Operating Systems
In this section, I present some utility code I use to make multithreading in C a little more pleasant. The examples in Section [csync] are based on this code.
Probably the most popular threading standard used with C is POSIX Threads, or Pthreads for short. The POSIX standard defines a thread model and an interface for creating and controlling threads. Most versions of UNIX provide an implementation of Pthreads.
Using Pthreads is like using most C libraries:
You include headers files at the beginning of your program.
You write code that calls functions defined by Pthreads.
When you compile the program, you link it with the Pthread library.
For my examples, I include the following headers:
#include <stdio.h>
#include <stdlib.h>
#include <pthread.h>
#include <semaphore.h>
The first two are standard; the third is for Pthreads and the fourth is for semaphores. To compile with the Pthread library in gcc, you can use the -l option on the command line:
gcc -g -O2 -o array array.c -lpthread
This compiles array.c with debugging info and optimization, links with the Pthread library, and generates an executable named array.
If you are used to a language like Python that provides exception handling, you will probably be annoyed with languages like C that require you to check for error conditions explicitly. I often mitigate this hassle by wrapping library function calls together with their error-checking code inside my own functions. For example, here is a version of malloc that checks the return value.
void *check_malloc(int size)
{
void *p = malloc (size);
if (p == NULL) {
perror ("malloc failed");
exit (-1);
}
return p;
}
I’ve done the same thing with the Pthread functions I’m going to use; here’s my wrapper for pthread_create.
pthread_t make_thread(void *(*entry)(void *), Shared *shared)

Data shown
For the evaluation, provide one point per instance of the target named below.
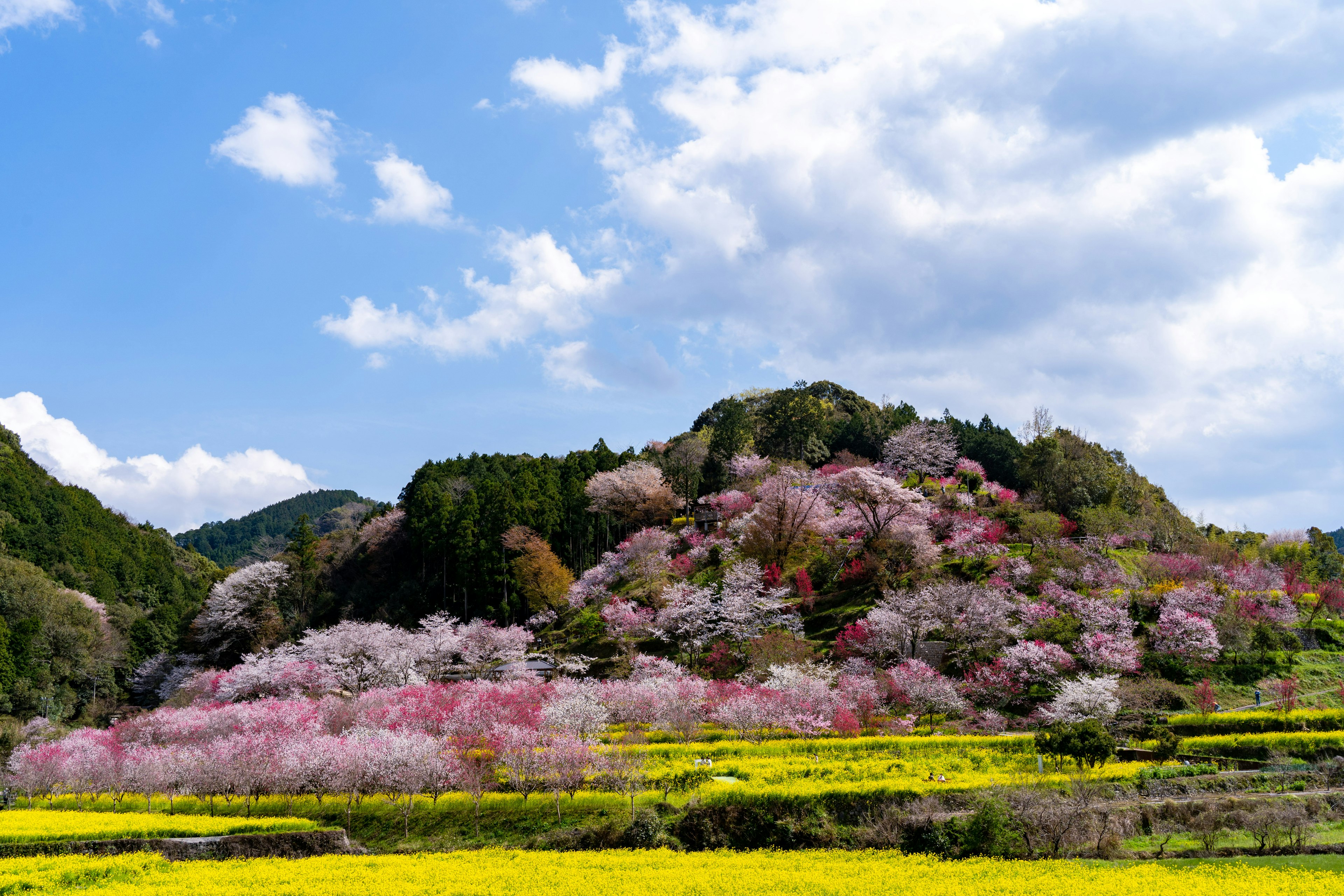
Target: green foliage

What this exercise asks
1. Answer these questions about the section on multithreading in C:
(a) Which header file is included for semaphores?
(b) What name does the gcc command give the executable it generates?
(c) What message does check_malloc pass to perror when malloc returns NULL?
2. Retype part of the section on multithreading in C, beginning at the words that have "Using Pthreads is" and stopping after "defined by Pthreads.".

Expected responses
1.
(a) semaphore.h
(b) array
(c) "malloc failed"

2.
Using Pthreads is like using most C libraries:
You include headers files at the beginning of your program.
You write code that calls functions defined by Pthreads.